* [DATA]:
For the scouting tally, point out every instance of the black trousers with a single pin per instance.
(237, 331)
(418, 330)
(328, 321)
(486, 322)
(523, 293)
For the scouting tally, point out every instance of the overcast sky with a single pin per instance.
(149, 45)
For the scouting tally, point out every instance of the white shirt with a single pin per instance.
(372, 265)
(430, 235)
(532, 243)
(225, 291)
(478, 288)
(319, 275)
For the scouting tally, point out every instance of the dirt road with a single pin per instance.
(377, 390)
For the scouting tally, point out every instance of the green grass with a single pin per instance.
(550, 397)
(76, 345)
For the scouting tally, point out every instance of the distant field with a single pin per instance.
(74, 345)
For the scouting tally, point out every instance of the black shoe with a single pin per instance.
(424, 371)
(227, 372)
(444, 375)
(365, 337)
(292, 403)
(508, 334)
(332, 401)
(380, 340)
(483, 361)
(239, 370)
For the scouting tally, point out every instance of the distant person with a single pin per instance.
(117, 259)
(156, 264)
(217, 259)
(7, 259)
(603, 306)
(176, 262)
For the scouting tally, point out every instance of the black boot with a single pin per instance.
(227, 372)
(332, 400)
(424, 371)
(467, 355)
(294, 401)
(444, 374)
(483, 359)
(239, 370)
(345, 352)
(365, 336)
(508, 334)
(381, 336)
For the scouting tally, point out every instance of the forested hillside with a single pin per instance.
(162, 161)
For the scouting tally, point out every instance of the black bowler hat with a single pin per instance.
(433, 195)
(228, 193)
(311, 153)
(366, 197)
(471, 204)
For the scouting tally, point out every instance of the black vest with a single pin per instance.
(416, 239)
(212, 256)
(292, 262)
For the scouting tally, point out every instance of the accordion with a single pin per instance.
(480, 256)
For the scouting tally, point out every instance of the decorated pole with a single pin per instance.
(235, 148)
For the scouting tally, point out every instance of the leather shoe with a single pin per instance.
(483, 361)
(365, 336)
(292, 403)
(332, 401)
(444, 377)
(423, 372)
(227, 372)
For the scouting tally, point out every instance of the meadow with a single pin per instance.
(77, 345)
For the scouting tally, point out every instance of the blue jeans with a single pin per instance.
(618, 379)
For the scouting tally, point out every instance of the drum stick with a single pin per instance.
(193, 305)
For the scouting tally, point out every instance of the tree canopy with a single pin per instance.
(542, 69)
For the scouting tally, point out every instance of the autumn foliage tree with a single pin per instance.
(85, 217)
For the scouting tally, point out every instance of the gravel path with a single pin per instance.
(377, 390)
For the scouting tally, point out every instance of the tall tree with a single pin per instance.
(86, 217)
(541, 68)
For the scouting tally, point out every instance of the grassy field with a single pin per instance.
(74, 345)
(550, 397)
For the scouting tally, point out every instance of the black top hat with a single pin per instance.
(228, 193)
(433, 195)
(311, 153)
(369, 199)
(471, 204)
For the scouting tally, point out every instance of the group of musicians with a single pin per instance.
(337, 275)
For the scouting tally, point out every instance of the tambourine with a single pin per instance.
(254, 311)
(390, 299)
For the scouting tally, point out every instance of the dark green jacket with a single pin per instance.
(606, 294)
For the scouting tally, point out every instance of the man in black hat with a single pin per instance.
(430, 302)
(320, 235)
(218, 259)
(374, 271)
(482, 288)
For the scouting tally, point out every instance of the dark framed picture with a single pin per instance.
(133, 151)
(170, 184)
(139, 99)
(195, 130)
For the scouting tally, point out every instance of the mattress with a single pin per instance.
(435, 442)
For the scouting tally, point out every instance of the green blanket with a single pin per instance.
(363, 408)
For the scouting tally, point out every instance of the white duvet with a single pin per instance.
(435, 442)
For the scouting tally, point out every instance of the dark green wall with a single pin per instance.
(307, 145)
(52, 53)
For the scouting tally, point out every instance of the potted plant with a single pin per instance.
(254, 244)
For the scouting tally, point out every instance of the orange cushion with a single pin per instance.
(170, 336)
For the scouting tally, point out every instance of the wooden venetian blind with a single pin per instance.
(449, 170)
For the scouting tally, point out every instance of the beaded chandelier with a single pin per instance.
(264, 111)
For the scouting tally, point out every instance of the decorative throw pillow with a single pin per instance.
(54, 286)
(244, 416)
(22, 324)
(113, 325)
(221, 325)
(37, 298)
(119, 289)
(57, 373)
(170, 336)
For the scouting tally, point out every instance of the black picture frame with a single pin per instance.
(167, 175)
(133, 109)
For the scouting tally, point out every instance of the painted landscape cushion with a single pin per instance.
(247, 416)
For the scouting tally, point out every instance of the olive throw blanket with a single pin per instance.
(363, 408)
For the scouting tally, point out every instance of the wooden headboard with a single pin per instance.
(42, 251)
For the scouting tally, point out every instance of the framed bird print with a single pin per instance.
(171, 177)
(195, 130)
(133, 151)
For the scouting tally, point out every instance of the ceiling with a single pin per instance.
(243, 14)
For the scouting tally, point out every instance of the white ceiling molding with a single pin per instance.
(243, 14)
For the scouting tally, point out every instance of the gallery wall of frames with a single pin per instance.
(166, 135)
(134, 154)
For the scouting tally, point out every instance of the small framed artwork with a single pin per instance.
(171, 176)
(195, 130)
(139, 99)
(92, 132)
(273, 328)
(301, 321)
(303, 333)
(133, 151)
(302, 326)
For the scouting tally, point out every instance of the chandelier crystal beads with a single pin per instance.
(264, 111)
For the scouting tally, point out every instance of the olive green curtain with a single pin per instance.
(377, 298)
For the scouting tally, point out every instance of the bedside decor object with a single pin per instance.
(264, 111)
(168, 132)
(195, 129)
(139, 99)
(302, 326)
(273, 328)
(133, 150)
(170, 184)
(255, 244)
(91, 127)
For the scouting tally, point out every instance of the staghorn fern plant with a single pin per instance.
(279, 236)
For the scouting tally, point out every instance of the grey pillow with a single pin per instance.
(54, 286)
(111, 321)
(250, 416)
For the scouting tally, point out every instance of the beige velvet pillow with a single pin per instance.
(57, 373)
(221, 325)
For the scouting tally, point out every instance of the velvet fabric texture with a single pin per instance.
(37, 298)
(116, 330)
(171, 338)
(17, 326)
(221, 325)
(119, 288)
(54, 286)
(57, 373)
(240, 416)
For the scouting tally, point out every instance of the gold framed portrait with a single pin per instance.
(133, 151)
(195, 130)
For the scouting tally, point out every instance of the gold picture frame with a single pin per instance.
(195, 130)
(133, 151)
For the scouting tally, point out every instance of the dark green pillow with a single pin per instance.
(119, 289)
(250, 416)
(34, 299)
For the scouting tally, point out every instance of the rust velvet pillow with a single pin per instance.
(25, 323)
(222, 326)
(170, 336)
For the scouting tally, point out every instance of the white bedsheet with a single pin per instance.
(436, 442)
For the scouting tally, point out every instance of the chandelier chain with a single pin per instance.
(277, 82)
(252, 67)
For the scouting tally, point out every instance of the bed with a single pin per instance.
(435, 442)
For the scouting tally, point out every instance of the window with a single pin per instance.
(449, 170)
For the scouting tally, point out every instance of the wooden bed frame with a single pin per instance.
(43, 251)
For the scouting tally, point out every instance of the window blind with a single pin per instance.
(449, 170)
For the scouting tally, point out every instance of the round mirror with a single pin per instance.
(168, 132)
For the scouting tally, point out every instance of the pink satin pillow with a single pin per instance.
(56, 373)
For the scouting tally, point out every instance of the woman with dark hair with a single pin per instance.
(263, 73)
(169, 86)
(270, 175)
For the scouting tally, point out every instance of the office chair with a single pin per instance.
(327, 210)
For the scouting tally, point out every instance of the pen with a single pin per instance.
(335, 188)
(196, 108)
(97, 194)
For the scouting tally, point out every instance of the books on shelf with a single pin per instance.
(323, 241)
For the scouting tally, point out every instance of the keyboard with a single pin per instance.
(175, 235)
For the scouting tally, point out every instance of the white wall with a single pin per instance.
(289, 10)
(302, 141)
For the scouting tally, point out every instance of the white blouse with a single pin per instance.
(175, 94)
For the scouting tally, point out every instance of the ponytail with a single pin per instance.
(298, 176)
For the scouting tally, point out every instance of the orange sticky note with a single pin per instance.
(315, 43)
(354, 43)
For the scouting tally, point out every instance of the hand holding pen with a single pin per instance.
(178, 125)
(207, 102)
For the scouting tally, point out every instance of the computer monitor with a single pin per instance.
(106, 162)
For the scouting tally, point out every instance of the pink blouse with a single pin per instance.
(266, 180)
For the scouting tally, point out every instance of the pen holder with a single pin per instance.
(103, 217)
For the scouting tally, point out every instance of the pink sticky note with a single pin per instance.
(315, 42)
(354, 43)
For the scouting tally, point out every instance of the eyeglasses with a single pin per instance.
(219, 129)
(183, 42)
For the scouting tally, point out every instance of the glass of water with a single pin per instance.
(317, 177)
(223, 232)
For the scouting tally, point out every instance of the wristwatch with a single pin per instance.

* [WORK TO BE COMPLETED]: Extract, word for word, the lines of the material that start with the line containing "the pen with a single pin per instance." and go on through the last line of the material.

* [COMPLETE OUTPUT]:
For the scouting tally, point out every instance of the pen with a single pin per instance.
(335, 188)
(196, 108)
(97, 194)
For the scouting tally, point out every instance of the books on shelf with a single pin per instance.
(323, 241)
For the scouting tally, point out every instance of the keyboard with a single pin per instance.
(175, 235)
For the scouting tally, point out every instance of the white wall with a single pin per instance.
(289, 10)
(302, 141)
For the scouting tally, point out every instance of the white blouse with a single pin per instance.
(175, 94)
For the scouting tally, point out every instance of the ponytail with a single pin per instance.
(298, 176)
For the scouting tally, point out every instance of the orange sticky note with a single pin per instance.
(315, 43)
(354, 43)
For the scouting tally, point out every instance of the hand holding pen with a single pin per instance.
(178, 125)
(207, 102)
For the scouting tally, point out every instance of the computer monitor with a single pin per instance.
(106, 162)
For the scouting tally, point out every instance of the pink blouse with a single pin per instance.
(266, 180)
For the scouting tally, point out every instance of the pen holder with a single pin per instance.
(103, 217)
For the scouting tally, point out every instance of the pink sticky note with a single pin per instance.
(315, 42)
(354, 43)
For the scouting tally, point out every instance of the eyeglasses with a single pin per instance.
(219, 129)
(183, 42)
For the scouting tally, point out every instance of the glass of water with a single pin per instance.
(317, 177)
(223, 232)
For the scouting tally, point out every instance of the wristwatch with a single pin per instance.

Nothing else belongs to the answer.